Short task A: From the Ollama provider page, copy everything from "Set base_url if" down to "a useful tile.".

Document excerpt:
****
Skip to main content

Ollama

Tracks local Ollama servers and, optionally, the Ollama Cloud account. The local side reads the on-machine HTTP API and the server log; cloud credits come from authenticated endpoints when a key is set.

At a glance

  • Provider IDollama
  • Detection — local server reachable on 127.0.0.1:11434, or OLLAMA_API_KEY set
  • Auth — none for local; optional API key for cloud
  • Type — local runtime
  • Tracks:
    • Installed models and their details (family, parameter count, quantization)
    • Running processes: loaded models and VRAM usage
    • Server-log derived metrics: daily requests, chat vs generate split, latency, errors, and 5h/1d/7d windows
    • Cloud credits and limits (when authed)

Setup

Auto-detection

OpenUsage probes http://127.0.0.1:11434/api/tags. If the server responds, the provider registers without any config. Setting OLLAMA_API_KEY enables cloud features additionally.

Manual configuration

{
"accounts": [
{
"id": "ollama",
"provider": "ollama",
"api_key_env": "OLLAMA_API_KEY",
"base_url": "http://127.0.0.1:11434"
}
]
}

Set base_url if Ollama runs on a different host or port.

Data sources & how each metric is computed

Ollama has three independent data sources. The provider runs them in parallel and merges what each returns. None requires the others — a fresh local install with no log file still produces a useful tile.
****
Records for this task:
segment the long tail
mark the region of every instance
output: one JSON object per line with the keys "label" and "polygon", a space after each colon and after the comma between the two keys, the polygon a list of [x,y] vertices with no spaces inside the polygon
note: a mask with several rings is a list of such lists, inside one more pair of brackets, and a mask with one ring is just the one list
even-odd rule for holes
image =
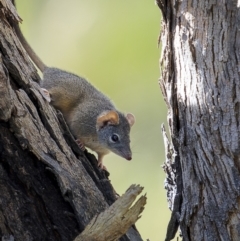
{"label": "long tail", "polygon": [[30,58],[32,59],[32,61],[37,65],[37,67],[41,70],[41,72],[44,71],[44,69],[47,67],[42,60],[37,56],[37,54],[34,52],[34,50],[32,49],[32,47],[29,45],[29,43],[27,42],[27,40],[25,39],[25,37],[23,36],[21,29],[19,27],[19,24],[15,24],[14,25],[16,34],[20,40],[20,42],[22,43],[23,47],[25,48],[25,50],[27,51],[28,55],[30,56]]}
****
Short task B: Reproduce everything from the start of the records down to the line containing "output: one JSON", substituting "each instance" for "every instance" and leaving the rest unchanged.

Answer A:
Set base_url if Ollama runs on a different host or port.

Data sources & how each metric is computed

Ollama has three independent data sources. The provider runs them in parallel and merges what each returns. None requires the others — a fresh local install with no log file still produces a useful tile.

Answer B:
segment the long tail
mark the region of each instance
output: one JSON object per line with the keys "label" and "polygon", a space after each colon and after the comma between the two keys, the polygon a list of [x,y] vertices with no spaces inside the polygon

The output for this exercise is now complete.